* _Directions_
The records below need retyping in full; give them again exactly.

(Beginning of Data to examine)

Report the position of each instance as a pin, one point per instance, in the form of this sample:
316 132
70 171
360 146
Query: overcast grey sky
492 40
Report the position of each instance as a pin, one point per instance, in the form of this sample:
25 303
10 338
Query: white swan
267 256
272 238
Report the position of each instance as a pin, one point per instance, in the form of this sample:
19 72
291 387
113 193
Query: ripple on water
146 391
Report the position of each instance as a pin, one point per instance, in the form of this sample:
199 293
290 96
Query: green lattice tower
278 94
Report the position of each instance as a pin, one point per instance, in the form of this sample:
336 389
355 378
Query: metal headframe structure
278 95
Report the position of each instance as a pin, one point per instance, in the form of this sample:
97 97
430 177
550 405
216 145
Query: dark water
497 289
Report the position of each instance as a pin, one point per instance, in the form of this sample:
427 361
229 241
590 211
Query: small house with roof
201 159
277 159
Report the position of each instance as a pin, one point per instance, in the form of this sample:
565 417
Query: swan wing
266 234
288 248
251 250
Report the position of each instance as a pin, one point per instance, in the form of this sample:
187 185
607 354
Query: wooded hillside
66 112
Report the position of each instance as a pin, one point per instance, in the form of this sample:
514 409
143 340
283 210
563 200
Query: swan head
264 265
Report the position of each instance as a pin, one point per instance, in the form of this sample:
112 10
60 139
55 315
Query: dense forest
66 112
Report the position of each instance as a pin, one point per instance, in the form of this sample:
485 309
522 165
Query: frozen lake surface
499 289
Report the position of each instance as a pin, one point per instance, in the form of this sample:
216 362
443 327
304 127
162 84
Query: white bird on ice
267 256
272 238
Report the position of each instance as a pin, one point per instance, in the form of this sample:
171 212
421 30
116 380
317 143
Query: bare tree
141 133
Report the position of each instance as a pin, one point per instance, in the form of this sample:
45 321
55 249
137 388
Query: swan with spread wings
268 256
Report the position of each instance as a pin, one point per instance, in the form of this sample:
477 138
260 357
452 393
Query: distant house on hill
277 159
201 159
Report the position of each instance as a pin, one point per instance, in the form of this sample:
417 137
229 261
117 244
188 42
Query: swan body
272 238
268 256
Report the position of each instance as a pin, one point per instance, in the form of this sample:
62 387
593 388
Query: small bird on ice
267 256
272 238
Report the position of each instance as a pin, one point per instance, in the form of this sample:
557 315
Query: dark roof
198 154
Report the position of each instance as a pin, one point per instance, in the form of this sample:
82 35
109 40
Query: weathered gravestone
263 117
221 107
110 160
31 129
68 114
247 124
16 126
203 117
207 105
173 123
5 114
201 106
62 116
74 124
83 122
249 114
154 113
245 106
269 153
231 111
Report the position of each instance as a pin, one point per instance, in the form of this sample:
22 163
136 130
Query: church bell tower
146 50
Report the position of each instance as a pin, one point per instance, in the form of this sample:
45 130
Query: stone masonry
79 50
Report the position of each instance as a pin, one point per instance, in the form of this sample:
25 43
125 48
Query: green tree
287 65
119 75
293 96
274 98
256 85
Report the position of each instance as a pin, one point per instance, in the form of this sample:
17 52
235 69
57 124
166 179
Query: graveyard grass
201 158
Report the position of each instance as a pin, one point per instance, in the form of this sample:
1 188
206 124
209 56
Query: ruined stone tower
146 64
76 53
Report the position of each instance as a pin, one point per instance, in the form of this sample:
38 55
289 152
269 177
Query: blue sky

(End of Data to examine)

* _Problem solution_
Report the position of each instance as a pin, one point per instance, in the form of this sample:
316 132
70 171
360 146
Query: overcast grey sky
492 40
Report the position of each instance as a pin, one point per instance, in the form of this sample:
25 303
10 338
Query: white swan
267 256
272 238
Report the position of each instance as a pin, one point per instance, in the form of this sample:
19 72
291 387
113 193
Query: ripple on water
146 391
Report the position of each instance as a pin, one point per instance, in the form of this sample:
199 293
290 96
Query: green lattice tower
278 94
Report the position of each instance as a pin, one point per instance, in the form of this sample:
336 389
355 378
Query: metal headframe structure
278 95
Report the position of each instance as a pin, one point per instance, in the form of this sample:
97 97
430 177
550 405
216 145
Query: dark water
497 289
Report the position of each instance as a pin, one point per instance, in the form of this sample:
427 361
229 241
590 211
Query: small house with roof
201 159
277 159
Report the position of each instance as a pin, one point per instance, in the form of this sample:
565 417
Query: swan wing
266 234
288 248
251 250
Report the position of each instance as a pin, one point per instance, in the form of this sample:
187 185
607 354
Query: wooded hillside
66 112
Report the position of each instance as a pin, one point per instance, in the form of this sample:
514 409
143 340
283 210
563 200
Query: swan head
264 265
Report the position of each instance as a pin, one point per instance, in the form of this sample:
112 10
60 139
55 315
Query: dense forest
66 112
Report the position of each instance as a pin, one point per instance, in the form of this sample:
485 309
522 165
Query: frozen lake surface
499 289
Report the position of each instance as a pin, one point per instance, in the form of this sample:
216 362
443 327
304 127
162 84
Query: white bird on ice
267 256
272 238
Report the position of each instance as a pin, one point per instance, in the form of this sample:
171 212
421 30
116 380
317 143
Query: bare tree
141 133
Report the position of each instance as a pin, one point per instance, in the form of this sample:
45 321
55 249
137 388
Query: swan with spread wings
268 256
Report the position of each instance as a pin, one point per instance, in the form of this sample:
477 138
260 357
452 393
Query: distant house on hill
277 159
201 159
Report the position of each instance as a pin, one point per instance, in the form of this sample:
417 137
229 261
117 244
188 42
Query: swan body
272 238
268 256
Report the position of each instance as a pin, one point per instance, in the form of this sample:
62 387
593 388
Query: small bird on ice
267 256
272 238
Report the position of each instance as a pin, one point per instance, in the form of this sample:
557 315
Query: dark roof
198 154
Report the position of each instance as a pin, one point per instance, in the form of this sample:
82 35
109 40
Query: weathered gravestone
263 117
221 107
110 160
31 129
68 114
247 124
16 126
203 117
207 105
173 123
5 114
201 106
62 116
74 124
83 122
249 114
154 113
245 106
269 153
231 111
Report the position of each instance as a pin, one point per instance, in the form of this sample:
22 163
136 130
Query: church bell tower
146 50
Report the position of each instance as a pin, one point per instance, in the form of this sample:
45 130
Query: stone masonry
79 50
Report the position of each instance as a pin, one point per instance, in the form of this sample:
25 43
125 48
Query: green tree
287 65
119 75
293 96
274 98
256 85
Report the position of each instance as a pin, one point per instance, in the form of this sample:
17 52
235 69
57 124
166 179
Query: graveyard grass
201 158
Report the position of each instance as a pin, one point per instance, in the form of this sample:
1 188
206 124
209 56
Query: ruined stone tower
146 64
76 53
Report the position of each instance as a pin, one point per instance, in the form of this sample:
38 55
289 152
269 177
Query: blue sky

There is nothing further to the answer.